> _SUPPLIED DATA_:
=======
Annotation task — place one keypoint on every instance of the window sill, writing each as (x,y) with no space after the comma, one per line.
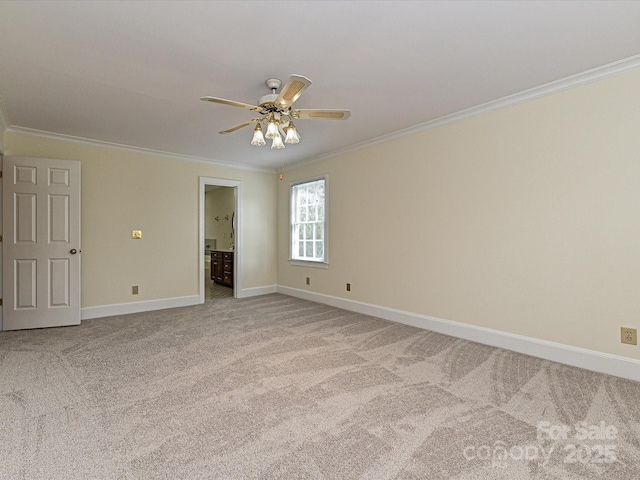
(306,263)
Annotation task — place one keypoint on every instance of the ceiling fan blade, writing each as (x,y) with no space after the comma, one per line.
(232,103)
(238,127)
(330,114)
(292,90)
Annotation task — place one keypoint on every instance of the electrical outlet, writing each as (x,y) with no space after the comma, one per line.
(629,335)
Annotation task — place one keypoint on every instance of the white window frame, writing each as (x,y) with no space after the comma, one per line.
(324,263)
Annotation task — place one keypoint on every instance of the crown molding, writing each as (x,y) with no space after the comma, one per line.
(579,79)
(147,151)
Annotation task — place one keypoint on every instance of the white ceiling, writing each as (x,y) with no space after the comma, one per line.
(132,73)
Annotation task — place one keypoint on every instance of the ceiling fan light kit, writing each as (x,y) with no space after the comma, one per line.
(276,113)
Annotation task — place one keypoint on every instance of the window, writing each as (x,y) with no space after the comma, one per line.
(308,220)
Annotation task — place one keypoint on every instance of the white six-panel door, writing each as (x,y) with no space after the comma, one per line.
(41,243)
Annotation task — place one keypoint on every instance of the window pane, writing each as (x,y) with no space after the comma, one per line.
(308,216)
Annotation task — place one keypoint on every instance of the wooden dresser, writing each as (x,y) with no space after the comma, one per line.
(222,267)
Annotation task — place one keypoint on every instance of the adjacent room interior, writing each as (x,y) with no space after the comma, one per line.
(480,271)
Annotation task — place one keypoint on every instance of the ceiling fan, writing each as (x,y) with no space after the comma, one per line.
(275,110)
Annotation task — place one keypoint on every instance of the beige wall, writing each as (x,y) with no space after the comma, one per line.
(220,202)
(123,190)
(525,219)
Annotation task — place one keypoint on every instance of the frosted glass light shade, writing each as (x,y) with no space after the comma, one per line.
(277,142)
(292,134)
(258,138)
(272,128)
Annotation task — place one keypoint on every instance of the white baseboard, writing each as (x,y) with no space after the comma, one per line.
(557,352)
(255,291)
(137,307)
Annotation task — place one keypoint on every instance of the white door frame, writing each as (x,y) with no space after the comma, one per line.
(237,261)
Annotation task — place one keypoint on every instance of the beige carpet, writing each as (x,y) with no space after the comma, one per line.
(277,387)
=======
> _REQUIREMENT_: An exact copy of the listing above, minus its pictures, is what is needed here.

> _TASK RESPONSE_:
Annotation task — place one keypoint on every instance of the window sill, writing each as (x,y) with no space after the comma, one per line.
(306,263)
Annotation task — place one keypoint on every instance of the ceiling fan blade, writing each as (x,y) with no space after the comma, one per line.
(232,103)
(238,127)
(330,114)
(292,90)
Annotation task — place one keypoint on every instance of the electrical outlet, writing each as (x,y) with no space after the comma, one per line.
(629,335)
Annotation task — place one keypoint on every instance of the white window frame, writing each as (x,y) with no space after the comma, one per line.
(324,263)
Annotation task — place one keypoint on every instance of the crown molding, writing each as (x,y) with no space after the comma, one per line.
(579,79)
(147,151)
Annotation task — place one keypoint on every instance of the white ceiling, writing each as (x,y) with no space after the comma, one per line.
(132,73)
Annotation task — place one keypoint on every instance of the ceiling fan light kit, writing each as (x,y) with no space after the comma, one per line.
(276,113)
Annotation task — place one keypoint on every instance of the window, writing each as (x,y) with no space after the comma, one per line.
(308,220)
Annotation task — place one keypoint on every instance of the white six-panel door, writing each as (x,y) with no space after the comma, one per line.
(41,243)
Annotation task — place one keypoint on every instance of the window pane, writing each as (x,y) with no space after the comma, one per line.
(308,216)
Annotation task — place one keypoint on every instance of the wooden dresser, writing each as (x,y) with no space after the comma, one per line.
(222,267)
Annotation task — place one keypoint on every instance of the adjacent room interior, writing each as (x,y) with no space after the comma, one per line.
(480,271)
Annotation task — place one keypoint on every instance of the ceiling fan, writing each as (x,y) with no space after the comma, one per line.
(275,110)
Annotation task — place one keypoint on every instance of the beige wall, writing each as (x,y) with no space after the comma, one per line.
(220,202)
(123,190)
(525,219)
Annotation task — place one keypoint on every instance of the frosted glass light shade, writing each as (x,y) with no space after the comma, one per line.
(277,142)
(292,134)
(258,138)
(272,128)
Annotation task — place one keypoint on every instance of the white baseboard, writing each as (x,y) with no space after the comma, one per line.
(557,352)
(255,291)
(137,307)
Annotation task — place one keypoint on every instance of the white door frame, writing each as (x,y) with no space after the comma, one per line.
(237,261)
Annotation task — place one keypoint on every instance of the beige carpet, writing each as (x,y) with no space after the comma, one per line.
(277,387)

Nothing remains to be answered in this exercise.